ЦЕЛЬ ЗАДАНИЯ — Продублируйте целиком отрывок о событиях начала 1953 года, не меняя в нем ни слова.

Тогда же был издан подписанный Сталиным «приказ № 17» с грифом «Совершенно секретно», которым предписывалось «незамедлительно уволить из МГБ всех сотрудников еврейской национальности, вне зависимости от их чина, возраста и заслуг»[52].
Известный американист, академик Георгий Арбатов рассказывает в своих воспоминаниях со слов крупного советского разведчика Бориса Афанасьева, что «в начале 1953 года были получены предписания увеличить в связи с предстоящим «наплывом» заключенных «емкость» тюрем и лагерей и подготовить для перевозки заключенных дополнительное количество подвижного железнодорожного состава».
Хорошо осведомленный о событиях того времени, будущий сотрудник международного отдела ЦК Александр Бовин подтверждает сообщение Г. Арбатова: «Судя по тому, что мы знаем, речь шла не только об уничтожении еврейской элиты, а о том, чтобы уничтожить или заключить в огромное гетто всю еврейскую общину Союза»[53].

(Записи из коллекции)
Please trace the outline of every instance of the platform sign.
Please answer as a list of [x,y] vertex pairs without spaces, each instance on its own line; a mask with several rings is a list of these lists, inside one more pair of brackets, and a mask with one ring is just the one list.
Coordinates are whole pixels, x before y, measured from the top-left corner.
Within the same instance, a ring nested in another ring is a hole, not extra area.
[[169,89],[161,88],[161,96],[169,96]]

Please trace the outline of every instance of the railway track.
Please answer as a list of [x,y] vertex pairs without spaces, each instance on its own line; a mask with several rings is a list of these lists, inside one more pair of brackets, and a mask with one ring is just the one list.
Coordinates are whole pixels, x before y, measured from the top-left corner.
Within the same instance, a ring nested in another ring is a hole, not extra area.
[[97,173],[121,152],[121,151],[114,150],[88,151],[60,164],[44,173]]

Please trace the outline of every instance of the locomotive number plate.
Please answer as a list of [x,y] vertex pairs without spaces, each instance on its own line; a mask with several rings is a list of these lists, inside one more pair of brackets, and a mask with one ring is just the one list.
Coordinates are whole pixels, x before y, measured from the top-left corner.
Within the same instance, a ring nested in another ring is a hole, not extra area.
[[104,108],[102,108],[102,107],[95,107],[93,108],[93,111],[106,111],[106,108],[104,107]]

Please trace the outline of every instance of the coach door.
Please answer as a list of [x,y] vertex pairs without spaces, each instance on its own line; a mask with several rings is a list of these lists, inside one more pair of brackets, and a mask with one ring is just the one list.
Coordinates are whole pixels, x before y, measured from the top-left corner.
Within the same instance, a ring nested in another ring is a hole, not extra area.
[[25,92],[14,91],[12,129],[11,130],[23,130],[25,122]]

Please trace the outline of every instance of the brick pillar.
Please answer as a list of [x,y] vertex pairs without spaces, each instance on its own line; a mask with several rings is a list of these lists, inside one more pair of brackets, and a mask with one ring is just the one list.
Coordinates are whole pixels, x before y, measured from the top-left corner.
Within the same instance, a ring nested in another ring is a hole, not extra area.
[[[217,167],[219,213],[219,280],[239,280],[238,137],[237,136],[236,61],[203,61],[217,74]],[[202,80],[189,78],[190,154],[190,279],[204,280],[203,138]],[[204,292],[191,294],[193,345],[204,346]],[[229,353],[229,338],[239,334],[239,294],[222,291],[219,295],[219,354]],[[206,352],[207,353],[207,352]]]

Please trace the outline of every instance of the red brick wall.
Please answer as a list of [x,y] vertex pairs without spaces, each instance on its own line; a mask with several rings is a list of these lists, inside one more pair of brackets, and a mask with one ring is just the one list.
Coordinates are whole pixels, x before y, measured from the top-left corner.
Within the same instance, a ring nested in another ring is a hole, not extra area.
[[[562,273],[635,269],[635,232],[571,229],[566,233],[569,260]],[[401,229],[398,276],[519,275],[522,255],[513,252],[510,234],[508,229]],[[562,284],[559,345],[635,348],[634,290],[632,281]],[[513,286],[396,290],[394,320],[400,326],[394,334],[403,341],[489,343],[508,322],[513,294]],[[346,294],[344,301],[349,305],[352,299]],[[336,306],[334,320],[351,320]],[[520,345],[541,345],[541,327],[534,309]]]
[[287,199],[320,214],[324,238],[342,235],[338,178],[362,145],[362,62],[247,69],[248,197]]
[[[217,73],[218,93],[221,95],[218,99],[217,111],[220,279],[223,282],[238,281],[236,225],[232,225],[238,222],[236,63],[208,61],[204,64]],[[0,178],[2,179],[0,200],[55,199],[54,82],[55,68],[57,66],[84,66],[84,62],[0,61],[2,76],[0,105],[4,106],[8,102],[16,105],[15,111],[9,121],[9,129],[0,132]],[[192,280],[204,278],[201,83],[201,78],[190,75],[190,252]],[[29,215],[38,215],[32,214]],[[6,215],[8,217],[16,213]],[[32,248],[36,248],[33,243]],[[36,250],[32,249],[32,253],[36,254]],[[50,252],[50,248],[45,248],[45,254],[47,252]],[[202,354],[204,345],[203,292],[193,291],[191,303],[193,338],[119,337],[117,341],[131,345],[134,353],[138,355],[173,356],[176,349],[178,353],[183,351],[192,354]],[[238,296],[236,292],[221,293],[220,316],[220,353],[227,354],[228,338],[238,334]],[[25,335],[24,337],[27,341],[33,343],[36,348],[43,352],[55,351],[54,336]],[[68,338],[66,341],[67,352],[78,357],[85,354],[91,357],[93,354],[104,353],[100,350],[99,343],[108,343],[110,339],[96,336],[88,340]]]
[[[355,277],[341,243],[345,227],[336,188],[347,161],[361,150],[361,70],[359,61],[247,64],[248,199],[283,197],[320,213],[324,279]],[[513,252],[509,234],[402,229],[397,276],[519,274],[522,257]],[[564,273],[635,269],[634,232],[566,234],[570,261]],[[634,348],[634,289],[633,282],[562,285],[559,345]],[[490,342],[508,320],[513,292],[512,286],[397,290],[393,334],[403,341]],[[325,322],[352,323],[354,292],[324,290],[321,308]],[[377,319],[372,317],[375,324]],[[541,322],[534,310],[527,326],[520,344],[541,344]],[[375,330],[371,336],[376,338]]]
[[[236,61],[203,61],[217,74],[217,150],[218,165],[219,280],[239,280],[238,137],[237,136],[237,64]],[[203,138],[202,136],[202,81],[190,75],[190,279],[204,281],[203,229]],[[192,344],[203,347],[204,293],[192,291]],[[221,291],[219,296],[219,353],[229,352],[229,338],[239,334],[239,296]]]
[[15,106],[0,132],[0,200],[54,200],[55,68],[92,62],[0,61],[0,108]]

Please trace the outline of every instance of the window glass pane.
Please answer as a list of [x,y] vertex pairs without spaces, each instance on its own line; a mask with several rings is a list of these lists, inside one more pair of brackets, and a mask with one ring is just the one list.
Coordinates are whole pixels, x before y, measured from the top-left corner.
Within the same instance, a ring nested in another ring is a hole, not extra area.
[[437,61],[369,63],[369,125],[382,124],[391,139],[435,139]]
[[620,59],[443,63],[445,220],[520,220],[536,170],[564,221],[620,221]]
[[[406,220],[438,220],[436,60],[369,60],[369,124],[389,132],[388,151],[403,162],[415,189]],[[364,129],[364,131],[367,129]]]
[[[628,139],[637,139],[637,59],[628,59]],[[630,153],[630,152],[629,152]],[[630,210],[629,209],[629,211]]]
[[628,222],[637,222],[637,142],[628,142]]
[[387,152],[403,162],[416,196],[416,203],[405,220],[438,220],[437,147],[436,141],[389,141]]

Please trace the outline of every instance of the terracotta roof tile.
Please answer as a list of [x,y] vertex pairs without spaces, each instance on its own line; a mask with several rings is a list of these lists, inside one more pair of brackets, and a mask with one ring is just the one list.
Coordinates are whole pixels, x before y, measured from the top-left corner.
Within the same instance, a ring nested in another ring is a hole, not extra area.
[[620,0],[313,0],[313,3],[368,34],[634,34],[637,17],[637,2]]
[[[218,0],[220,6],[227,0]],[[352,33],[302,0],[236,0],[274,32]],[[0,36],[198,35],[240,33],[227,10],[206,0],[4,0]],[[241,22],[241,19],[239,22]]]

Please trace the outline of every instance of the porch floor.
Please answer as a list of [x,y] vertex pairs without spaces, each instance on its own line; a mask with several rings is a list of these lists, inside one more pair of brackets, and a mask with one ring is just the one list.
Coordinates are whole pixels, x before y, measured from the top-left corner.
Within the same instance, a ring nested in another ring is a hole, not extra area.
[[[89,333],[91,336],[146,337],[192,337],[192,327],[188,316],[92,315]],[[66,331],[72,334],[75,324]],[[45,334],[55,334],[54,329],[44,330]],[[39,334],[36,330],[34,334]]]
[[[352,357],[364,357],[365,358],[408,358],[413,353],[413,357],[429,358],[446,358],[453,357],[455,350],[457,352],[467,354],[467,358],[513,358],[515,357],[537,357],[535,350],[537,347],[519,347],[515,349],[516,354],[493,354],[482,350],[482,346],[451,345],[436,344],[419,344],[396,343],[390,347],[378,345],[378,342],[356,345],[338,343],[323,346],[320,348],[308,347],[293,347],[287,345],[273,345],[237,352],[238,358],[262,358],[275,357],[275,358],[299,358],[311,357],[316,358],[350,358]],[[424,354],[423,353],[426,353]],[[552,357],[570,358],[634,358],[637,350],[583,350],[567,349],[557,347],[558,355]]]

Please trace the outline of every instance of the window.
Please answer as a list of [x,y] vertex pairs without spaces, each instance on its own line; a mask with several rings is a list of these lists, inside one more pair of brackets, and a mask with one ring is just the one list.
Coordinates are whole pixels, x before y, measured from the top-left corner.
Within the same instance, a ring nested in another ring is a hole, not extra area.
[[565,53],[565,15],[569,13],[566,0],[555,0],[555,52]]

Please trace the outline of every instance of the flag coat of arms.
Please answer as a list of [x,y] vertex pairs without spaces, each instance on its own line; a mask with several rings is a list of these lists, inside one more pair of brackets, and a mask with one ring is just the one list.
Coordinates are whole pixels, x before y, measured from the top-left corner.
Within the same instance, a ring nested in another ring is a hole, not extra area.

ОЖИДАЕМЫЙ ОТВЕТ —
Тогда же был издан подписанный Сталиным «приказ № 17» с грифом «Совершенно секретно», которым предписывалось «незамедлительно уволить из МГБ всех сотрудников еврейской национальности, вне зависимости от их чина, возраста и заслуг»[52].
Известный американист, академик Георгий Арбатов рассказывает в своих воспоминаниях со слов крупного советского разведчика Бориса Афанасьева, что «в начале 1953 года были получены предписания увеличить в связи с предстоящим «наплывом» заключенных «емкость» тюрем и лагерей и подготовить для перевозки заключенных дополнительное количество подвижного железнодорожного состава».
Хорошо осведомленный о событиях того времени, будущий сотрудник международного отдела ЦК Александр Бовин подтверждает сообщение Г. Арбатова: «Судя по тому, что мы знаем, речь шла не только об уничтожении еврейской элиты, а о том, чтобы уничтожить или заключить в огромное гетто всю еврейскую общину Союза»[53].